▸ Exercise description
From the first line to the last, transcribe the data exactly.

Point localization data:
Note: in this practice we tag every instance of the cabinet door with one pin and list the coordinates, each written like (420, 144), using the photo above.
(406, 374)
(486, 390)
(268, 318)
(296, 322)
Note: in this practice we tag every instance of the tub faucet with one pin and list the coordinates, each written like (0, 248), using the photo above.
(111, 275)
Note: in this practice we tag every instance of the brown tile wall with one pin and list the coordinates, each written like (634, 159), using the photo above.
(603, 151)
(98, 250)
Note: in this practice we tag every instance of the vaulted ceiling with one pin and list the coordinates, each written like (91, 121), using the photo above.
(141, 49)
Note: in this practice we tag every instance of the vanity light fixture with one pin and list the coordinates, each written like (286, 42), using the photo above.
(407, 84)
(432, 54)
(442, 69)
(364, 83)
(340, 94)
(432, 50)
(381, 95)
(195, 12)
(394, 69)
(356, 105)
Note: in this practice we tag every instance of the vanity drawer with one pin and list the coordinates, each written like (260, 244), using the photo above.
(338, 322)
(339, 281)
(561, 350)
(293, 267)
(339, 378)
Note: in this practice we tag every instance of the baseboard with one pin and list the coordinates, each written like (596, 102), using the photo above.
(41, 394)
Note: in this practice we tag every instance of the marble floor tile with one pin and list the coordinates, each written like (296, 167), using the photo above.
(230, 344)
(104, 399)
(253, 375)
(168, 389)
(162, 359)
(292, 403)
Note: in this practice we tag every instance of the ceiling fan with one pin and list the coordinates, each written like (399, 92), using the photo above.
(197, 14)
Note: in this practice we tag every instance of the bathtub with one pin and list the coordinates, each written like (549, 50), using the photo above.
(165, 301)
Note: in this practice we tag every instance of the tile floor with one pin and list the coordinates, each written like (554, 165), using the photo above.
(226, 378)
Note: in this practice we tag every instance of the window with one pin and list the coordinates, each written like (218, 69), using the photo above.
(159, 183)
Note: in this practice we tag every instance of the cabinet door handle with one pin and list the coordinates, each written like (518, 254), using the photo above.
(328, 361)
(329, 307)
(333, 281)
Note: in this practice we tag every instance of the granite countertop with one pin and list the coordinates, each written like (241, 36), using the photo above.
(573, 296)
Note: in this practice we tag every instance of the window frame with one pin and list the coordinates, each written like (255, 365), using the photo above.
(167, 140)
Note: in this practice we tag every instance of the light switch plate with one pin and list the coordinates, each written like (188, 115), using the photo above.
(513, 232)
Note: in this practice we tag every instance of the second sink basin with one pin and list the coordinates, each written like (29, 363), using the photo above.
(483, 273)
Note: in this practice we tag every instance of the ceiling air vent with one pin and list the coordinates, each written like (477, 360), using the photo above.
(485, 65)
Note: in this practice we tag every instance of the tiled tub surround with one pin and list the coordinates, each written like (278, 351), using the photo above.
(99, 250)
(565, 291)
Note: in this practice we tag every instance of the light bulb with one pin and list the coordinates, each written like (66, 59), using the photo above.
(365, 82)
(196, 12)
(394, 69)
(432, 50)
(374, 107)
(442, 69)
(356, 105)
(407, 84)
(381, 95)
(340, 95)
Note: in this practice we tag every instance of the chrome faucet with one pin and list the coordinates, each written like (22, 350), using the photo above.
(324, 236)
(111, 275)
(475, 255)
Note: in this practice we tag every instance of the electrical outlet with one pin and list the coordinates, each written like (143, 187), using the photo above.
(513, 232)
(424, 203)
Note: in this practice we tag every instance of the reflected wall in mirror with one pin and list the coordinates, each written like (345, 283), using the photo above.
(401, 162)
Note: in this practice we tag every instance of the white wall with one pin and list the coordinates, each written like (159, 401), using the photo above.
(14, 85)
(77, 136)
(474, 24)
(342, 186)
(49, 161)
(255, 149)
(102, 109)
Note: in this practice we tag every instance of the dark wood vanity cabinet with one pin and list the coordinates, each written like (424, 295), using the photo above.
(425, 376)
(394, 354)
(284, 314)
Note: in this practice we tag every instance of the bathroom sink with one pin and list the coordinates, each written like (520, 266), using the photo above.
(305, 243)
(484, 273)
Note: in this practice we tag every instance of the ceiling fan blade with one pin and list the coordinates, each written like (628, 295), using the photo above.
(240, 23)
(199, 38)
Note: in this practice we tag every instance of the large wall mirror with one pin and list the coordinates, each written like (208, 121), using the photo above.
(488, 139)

▸ Task solution
Note: in this practice we tag every instance of the cabinet door with one pin and list the coordinates, each written like (420, 144), using the photo above.
(406, 374)
(486, 390)
(268, 318)
(296, 322)
Note: in this practice we tag every instance of the tub faucet with one pin and list the coordinates, each written like (0, 248), using the photo above.
(111, 275)
Note: in this practice we tag every instance of the brown tile wall with one pin and list the coordinates, each written like (634, 159), using the photo above.
(603, 151)
(98, 250)
Note: in this practice we tag every instance of the vaulted ceiling with one pin and list the coordinates, each written like (91, 121), using the photo above.
(141, 49)
Note: in this practice we tag every instance of the vanity light fixture with one pin and list the coordinates, each written like (286, 42), using the photo above.
(407, 84)
(432, 54)
(442, 69)
(364, 83)
(340, 94)
(432, 50)
(381, 95)
(195, 12)
(394, 69)
(356, 105)
Note: in this practice we tag every instance of the vanity drawer with one pin and list the coordinates, each written like (260, 244), using the photo above.
(338, 322)
(339, 281)
(561, 350)
(293, 267)
(339, 378)
Note: in this practice we tag every instance of the baseboard with one pin and list the coordinates, each written like (596, 102), using the photo above.
(41, 394)
Note: in this practice we tag every instance of the marble floor tile with one pin and list the coordinates, each written like (296, 167), using the photo above.
(230, 344)
(104, 399)
(253, 375)
(168, 389)
(162, 359)
(292, 403)
Note: in this practice we tag every instance of the ceiling fan with one pin and list the coordinates, each written like (399, 92), using the photo above.
(197, 14)
Note: in this practice we tag every instance of the bathtub with one pin and list the coordinates, each written like (549, 50), using the photo above.
(165, 301)
Note: in this practice we tag every instance of the tile floor with one pin and list the coordinates, each written like (554, 165), using the photo above.
(226, 378)
Note: in this practice we tag every instance of the window with one pin and list the coordinates, each written like (218, 69), using the photo above.
(159, 183)
Note: in this practice we tag every instance of the cabinet door handle with one pin and list the coordinates, each written like (518, 254), using the photo above.
(328, 361)
(329, 307)
(333, 281)
Note: in this practice we tag every instance of the granite countertop with one pin and list the coordinates, each written like (241, 36), using the photo above.
(573, 296)
Note: in this practice we tag every instance of the window frame with one pin and list the coordinates, each written like (255, 365), using the photo above.
(167, 140)
Note: in this practice we tag every instance of the light switch plate with one pin and list the coordinates, each written like (188, 115), using the photo above.
(513, 232)
Note: in this practice we tag every instance of the second sink basin with one pin and list the coordinates, each written like (29, 363), using the photo above.
(483, 273)
Note: in this practice we tag every instance of the ceiling air vent with one pin and list the coordinates, each written like (477, 360), using the photo above.
(485, 65)
Note: in this practice we tag every instance of the tiled tub surround with one pin and list the coordinates, each written like (278, 351), using the photo above.
(99, 250)
(565, 291)
Note: in this practice we tag every instance of the light bulb with one pin and list the coordinates, each written like (66, 59), using the photo above.
(365, 82)
(196, 12)
(394, 69)
(432, 50)
(374, 107)
(442, 69)
(356, 105)
(407, 84)
(381, 95)
(340, 95)
Note: in this practice we tag every instance of the chrome faucet with one pin and list the coordinates, each written like (22, 350), using the photo above.
(324, 236)
(111, 275)
(475, 255)
Note: in this practice we tag every instance of the electrical outlet with one pin and list the coordinates, each written like (143, 187), using the photo above.
(513, 232)
(424, 203)
Note: in this practice we tag every instance of the reflected wall in mirror with one pin and list the coordinates, each written like (345, 283), using the photo above.
(401, 162)
Note: in this practice we tag every instance of the white wall with one pin and list the coordinates, each written like (159, 401), using the photo above.
(14, 85)
(77, 136)
(474, 24)
(342, 186)
(49, 161)
(255, 149)
(102, 109)
Note: in this practice we tag every instance of the dark wood vanity cabinet with one pin and list the coordinates, each written like (424, 295), using the photo above.
(425, 376)
(394, 354)
(284, 314)
Note: in this practice we tag every instance of the bathroom sink with one pin and list the coordinates, each written like (520, 266), using the photo above.
(305, 243)
(484, 273)
Note: in this practice we tag every instance of the ceiling fan blade with one pin and list the coordinates, each written like (628, 295), using the photo above.
(240, 23)
(199, 38)
Note: in this practice we tag every instance of the large wall mirror with one pin and list the coordinates, each written like (208, 121), using the photo above.
(488, 139)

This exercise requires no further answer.